*Texto base*.
▼

Escritora
Luciana Hidalgo Envia Carta A Lula: “O Senhor Fez Uma Revolução”; LEIA!
Por Redação
Click Política Última Atualização 5 maio, 2018
Querido
presidente,
O que o
senhor fez no Brasil foi uma revolução. Não uma Revolução Francesa, que
guilhotinou cabeças da realeza para exigir na marra liberdade, igualdade,
fraternidade.
Não, o senhor não cortou cabeças, nem expulsou ricos de suas
propriedades privadas como a Revolução Russa, tampouco roubou a poupança das
classes abastadas (como aquele presidente eleito no Brasil em 1989 roubou).
O
senhor manteve as elites ricas e contentes, mas foi mexendo dia após dia nos
mecanismos de poder que excluíam perversamente os pobres da nossa sociedade e
negavam o que todo país decente deveria garantir: sua cidadania, isto é, sua dignidade.
Por isso, de
início, querido presidente, seus microgestos, sutis, pouco saíam nos jornais,
mas abalavam gradativamente as estruturas viciosas do poder.
Sou leitora de
Michel Foucault e atesto que o senhor fez genial e intuitivamente, na prática,
num país periférico e violento, muito do que esse célebre filósofo francês
teorizou sobre micropoder. O senhor modificou, programa após programa, a
microfísica do poder no Brasil.

▲

*Enunciado 1*. Reescreva de forma mais breve o parágrafo da carta que começa com "O senhor manteve as elites ricas", conservando seus fatos principais.
Os registros não têm nenhuma relação com a carta.

[Itens armazenados do conjunto de dados]
▼

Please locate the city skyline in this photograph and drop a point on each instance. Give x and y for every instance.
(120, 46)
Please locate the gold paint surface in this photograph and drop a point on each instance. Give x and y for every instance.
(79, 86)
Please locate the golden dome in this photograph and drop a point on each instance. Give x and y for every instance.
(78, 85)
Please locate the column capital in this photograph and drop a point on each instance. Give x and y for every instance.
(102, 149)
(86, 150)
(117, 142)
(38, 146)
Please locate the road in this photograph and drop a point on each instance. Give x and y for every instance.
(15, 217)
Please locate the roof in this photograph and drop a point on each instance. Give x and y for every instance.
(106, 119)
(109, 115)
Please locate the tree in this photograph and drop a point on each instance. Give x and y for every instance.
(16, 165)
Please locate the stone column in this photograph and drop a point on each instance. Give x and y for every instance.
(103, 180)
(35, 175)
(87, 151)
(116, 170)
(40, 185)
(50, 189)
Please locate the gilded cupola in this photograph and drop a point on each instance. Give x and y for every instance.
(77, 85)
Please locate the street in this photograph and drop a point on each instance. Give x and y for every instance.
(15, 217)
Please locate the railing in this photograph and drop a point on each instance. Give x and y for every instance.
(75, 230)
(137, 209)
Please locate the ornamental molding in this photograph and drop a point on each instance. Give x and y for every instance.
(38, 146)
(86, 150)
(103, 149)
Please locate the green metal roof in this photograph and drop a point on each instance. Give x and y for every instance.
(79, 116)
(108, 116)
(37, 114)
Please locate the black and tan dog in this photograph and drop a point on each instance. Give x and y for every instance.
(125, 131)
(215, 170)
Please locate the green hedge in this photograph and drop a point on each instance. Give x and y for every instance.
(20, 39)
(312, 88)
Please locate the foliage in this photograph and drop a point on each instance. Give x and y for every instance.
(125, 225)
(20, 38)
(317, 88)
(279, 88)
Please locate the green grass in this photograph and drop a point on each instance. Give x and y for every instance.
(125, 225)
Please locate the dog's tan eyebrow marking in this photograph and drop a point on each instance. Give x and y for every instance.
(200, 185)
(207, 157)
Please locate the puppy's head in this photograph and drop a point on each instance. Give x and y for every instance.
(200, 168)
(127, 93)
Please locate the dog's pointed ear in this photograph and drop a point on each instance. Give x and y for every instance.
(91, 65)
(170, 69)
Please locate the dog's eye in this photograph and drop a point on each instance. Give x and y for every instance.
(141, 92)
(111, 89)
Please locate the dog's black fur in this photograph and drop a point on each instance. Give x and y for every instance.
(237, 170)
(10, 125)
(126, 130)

▲

*Enunciado 2*. Retorne todas as linhas dos registros que contêm a palavra "roof", levando em conta maiúsculas e minúsculas.

*Resolução 1*. O senhor manteve as elites ricas e contentes, mas alterou dia após dia os mecanismos de poder que excluíam os pobres e lhes negavam a cidadania, isto é, a dignidade, algo que todo país decente deveria garantir.

*Resolução 2*.
Please locate the roof in this photograph and drop a point on each instance. Give x and y for every instance.
Please locate the green metal roof in this photograph and drop a point on each instance. Give x and y for every instance.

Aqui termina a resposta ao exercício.